BEGIN INPUT ROWS
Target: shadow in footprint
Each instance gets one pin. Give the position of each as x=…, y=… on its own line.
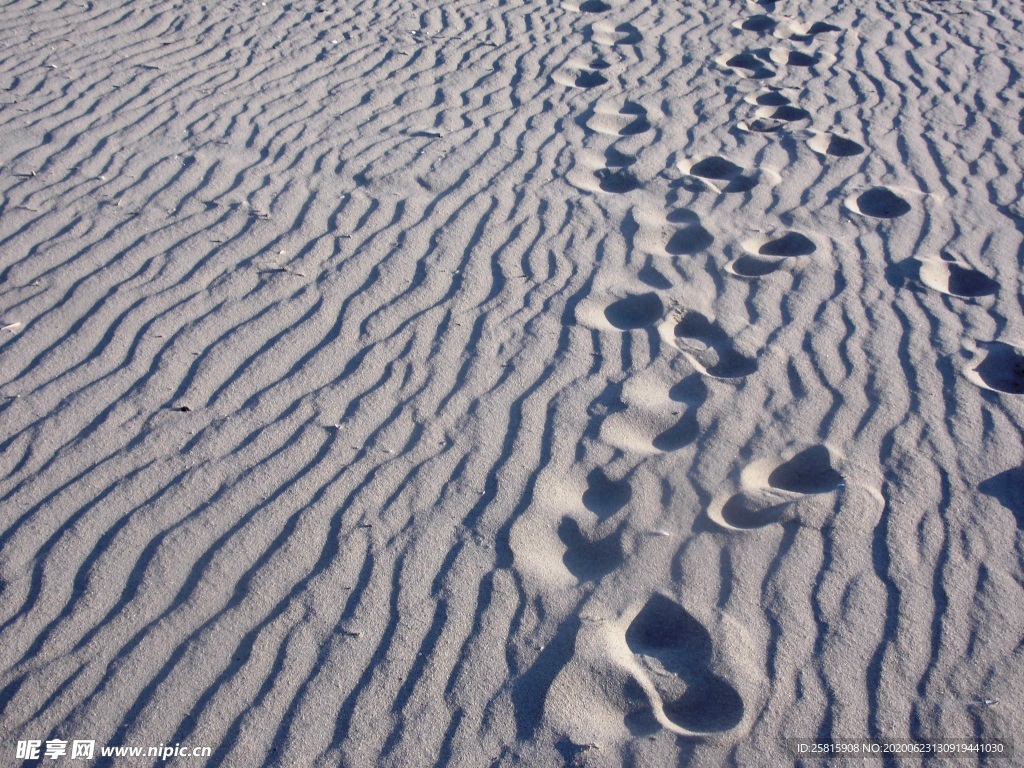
x=624, y=34
x=810, y=471
x=635, y=311
x=881, y=203
x=677, y=650
x=954, y=280
x=772, y=98
x=760, y=24
x=1003, y=369
x=799, y=58
x=720, y=169
x=751, y=65
x=615, y=159
x=689, y=241
x=1008, y=488
x=791, y=244
x=742, y=511
x=835, y=146
x=752, y=266
x=818, y=28
x=788, y=114
x=680, y=435
x=587, y=559
x=640, y=124
x=617, y=182
x=603, y=496
x=590, y=80
x=712, y=348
END INPUT ROWS
▶ _TASK OBJECTIVE_
Make a verbatim copy of all the entries and strip out the pictures.

▶ _TASK OUTPUT_
Target: shadow in footprint
Each instance gets one pin. Give the position of each as x=…, y=… on its own line.
x=624, y=34
x=810, y=471
x=635, y=311
x=881, y=203
x=677, y=650
x=954, y=280
x=772, y=98
x=760, y=24
x=1003, y=369
x=799, y=58
x=720, y=169
x=751, y=65
x=615, y=159
x=689, y=241
x=1008, y=488
x=791, y=244
x=742, y=511
x=835, y=146
x=752, y=266
x=818, y=28
x=788, y=114
x=680, y=435
x=587, y=559
x=640, y=124
x=617, y=182
x=603, y=496
x=590, y=80
x=712, y=348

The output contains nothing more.